### [WHAT TO WORK ON]
Rewrite every entry line from the line holding "Where can you spot the uniform" through the line holding "Where can you spot the lanyard?", inclusive, leaving no line out, and shift each coordinate in the answers by adding 142 to it.

### [MATERIAL PROVIDED]

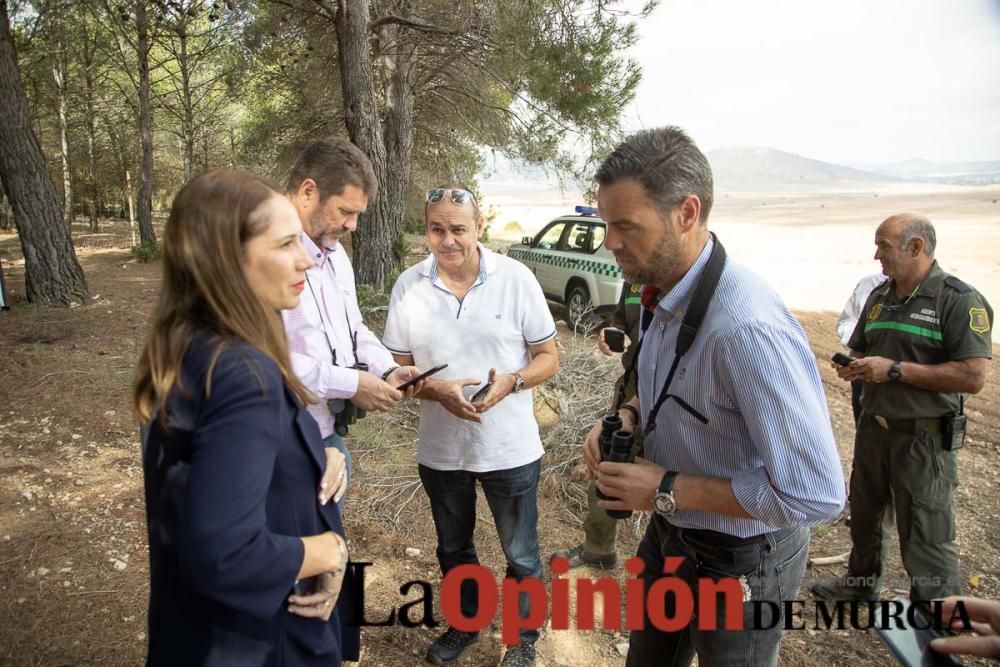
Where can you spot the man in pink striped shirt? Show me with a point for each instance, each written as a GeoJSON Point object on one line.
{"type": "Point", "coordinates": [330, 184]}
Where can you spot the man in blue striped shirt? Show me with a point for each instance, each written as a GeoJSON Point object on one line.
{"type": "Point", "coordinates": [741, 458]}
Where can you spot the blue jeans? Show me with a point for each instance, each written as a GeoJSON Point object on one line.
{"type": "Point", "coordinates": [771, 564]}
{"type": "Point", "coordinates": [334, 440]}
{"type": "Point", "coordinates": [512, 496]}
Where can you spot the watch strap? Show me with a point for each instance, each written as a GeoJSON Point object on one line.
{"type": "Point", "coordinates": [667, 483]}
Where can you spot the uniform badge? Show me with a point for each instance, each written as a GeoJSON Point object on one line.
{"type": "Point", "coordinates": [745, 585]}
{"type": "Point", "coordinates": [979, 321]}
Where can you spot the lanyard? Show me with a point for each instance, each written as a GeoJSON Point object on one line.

* * *

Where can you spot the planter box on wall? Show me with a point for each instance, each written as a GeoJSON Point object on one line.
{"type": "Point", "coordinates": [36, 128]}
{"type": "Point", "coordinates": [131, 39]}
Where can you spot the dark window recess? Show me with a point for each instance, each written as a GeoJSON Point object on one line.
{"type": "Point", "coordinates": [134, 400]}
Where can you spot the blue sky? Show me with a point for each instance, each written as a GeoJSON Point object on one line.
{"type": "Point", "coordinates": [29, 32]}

* * *

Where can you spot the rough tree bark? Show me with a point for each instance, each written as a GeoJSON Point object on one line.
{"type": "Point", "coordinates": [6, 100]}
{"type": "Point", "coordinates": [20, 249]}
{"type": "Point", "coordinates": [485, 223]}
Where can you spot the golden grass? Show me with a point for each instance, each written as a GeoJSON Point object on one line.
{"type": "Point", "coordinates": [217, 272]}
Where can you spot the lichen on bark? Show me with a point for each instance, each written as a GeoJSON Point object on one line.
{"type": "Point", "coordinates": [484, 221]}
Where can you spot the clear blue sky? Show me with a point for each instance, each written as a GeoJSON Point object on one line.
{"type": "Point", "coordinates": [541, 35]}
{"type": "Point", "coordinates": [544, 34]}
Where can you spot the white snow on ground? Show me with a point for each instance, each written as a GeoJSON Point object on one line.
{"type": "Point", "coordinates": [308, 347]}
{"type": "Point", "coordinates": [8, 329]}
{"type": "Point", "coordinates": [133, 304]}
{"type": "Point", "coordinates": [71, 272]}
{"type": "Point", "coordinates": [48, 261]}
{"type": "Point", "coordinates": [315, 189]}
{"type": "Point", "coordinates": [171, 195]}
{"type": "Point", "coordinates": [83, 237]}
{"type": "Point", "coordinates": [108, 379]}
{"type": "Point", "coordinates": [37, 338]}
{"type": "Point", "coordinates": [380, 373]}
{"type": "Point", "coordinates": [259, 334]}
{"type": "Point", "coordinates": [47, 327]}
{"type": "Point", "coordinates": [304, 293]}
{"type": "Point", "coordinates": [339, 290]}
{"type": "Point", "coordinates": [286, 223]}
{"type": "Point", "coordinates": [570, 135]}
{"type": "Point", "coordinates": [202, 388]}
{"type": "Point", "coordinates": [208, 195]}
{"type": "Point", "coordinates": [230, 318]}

### [RESULT OF THE TASK]
Where can you spot the uniform badge? Show me with a point for each instance, each written as a GeoJSON Point object on one line.
{"type": "Point", "coordinates": [887, 727]}
{"type": "Point", "coordinates": [1121, 463]}
Where can you spot the lanyard? Show me with a point for each instance, each written as a GeoJSON Point object on one line.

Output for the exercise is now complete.